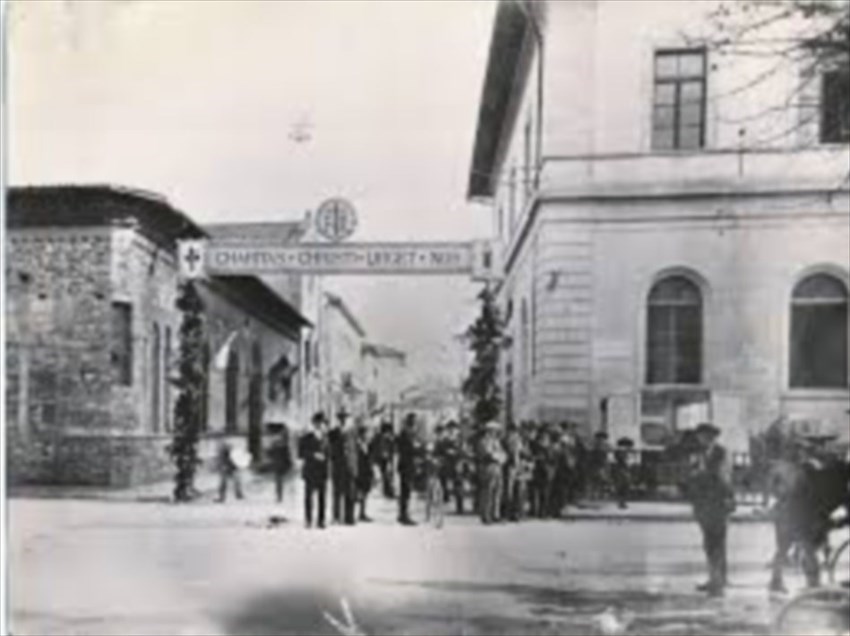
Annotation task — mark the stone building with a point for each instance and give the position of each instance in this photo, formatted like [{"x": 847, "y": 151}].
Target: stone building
[
  {"x": 675, "y": 247},
  {"x": 92, "y": 338},
  {"x": 385, "y": 377},
  {"x": 341, "y": 338},
  {"x": 301, "y": 291}
]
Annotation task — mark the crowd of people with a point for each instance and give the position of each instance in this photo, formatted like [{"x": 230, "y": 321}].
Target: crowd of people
[
  {"x": 521, "y": 470},
  {"x": 502, "y": 473}
]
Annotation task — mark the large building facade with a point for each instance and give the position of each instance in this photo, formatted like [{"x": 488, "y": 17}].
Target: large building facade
[
  {"x": 93, "y": 339},
  {"x": 668, "y": 256}
]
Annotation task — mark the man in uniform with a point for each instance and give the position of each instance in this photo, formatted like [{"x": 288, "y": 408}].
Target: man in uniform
[
  {"x": 383, "y": 445},
  {"x": 281, "y": 459},
  {"x": 713, "y": 500},
  {"x": 406, "y": 450},
  {"x": 341, "y": 486},
  {"x": 449, "y": 450},
  {"x": 620, "y": 471},
  {"x": 492, "y": 456},
  {"x": 513, "y": 443},
  {"x": 313, "y": 451}
]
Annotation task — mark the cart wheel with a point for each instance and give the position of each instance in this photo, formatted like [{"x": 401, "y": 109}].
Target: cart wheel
[{"x": 820, "y": 611}]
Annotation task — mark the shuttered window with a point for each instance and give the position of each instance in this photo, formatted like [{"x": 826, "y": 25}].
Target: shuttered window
[
  {"x": 835, "y": 106},
  {"x": 122, "y": 343},
  {"x": 678, "y": 112}
]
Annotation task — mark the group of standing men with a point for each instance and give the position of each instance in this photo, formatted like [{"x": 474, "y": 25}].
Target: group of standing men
[
  {"x": 538, "y": 469},
  {"x": 347, "y": 456}
]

++++++++++++++++++++

AIM: Reproduce the listing above exactly, excluding all pictures.

PROBLEM SOLUTION:
Annotation task — mark the stone building with a point for each instance and give the position of each instance in this photo, formatted like [{"x": 847, "y": 151}].
Target: stone building
[
  {"x": 675, "y": 247},
  {"x": 92, "y": 338},
  {"x": 385, "y": 377},
  {"x": 341, "y": 338},
  {"x": 301, "y": 291}
]
Annotation task — mark the crowd of people with a point for each instance and give the position of each instance in this photo, formatted like [{"x": 230, "y": 321}].
Target: crowd of people
[
  {"x": 521, "y": 470},
  {"x": 502, "y": 473}
]
Annotation task — mark the large building facade with a point for each instance and give the position of each instance in this photo, formatted like [{"x": 488, "y": 17}].
Target: large building facade
[
  {"x": 93, "y": 339},
  {"x": 668, "y": 256}
]
Annotation task — mark the man in uniform with a point for each instance and give the position of each instance in this photo, formatted like [{"x": 288, "y": 408}].
Target: man in uniform
[
  {"x": 383, "y": 445},
  {"x": 281, "y": 459},
  {"x": 713, "y": 500},
  {"x": 406, "y": 450},
  {"x": 341, "y": 486},
  {"x": 449, "y": 450},
  {"x": 620, "y": 471},
  {"x": 492, "y": 456},
  {"x": 513, "y": 443},
  {"x": 313, "y": 451}
]
Annotation task — mark the cart wheel with a point for each instance and give the position of each instance in this photo, formatted like [{"x": 401, "y": 109}].
Target: cart wheel
[{"x": 820, "y": 611}]
Annotation task — mark the shuttered window with a point for each instance and give the position of each instance in this photo, formatted like [{"x": 826, "y": 25}].
Target: shuttered window
[
  {"x": 835, "y": 106},
  {"x": 122, "y": 343},
  {"x": 678, "y": 112}
]
Annotation task — mark the group of standing men with a point for each instance and give the position of each instance in this photo, formatted like [{"x": 474, "y": 25}].
Target: group of standing men
[
  {"x": 538, "y": 469},
  {"x": 347, "y": 456}
]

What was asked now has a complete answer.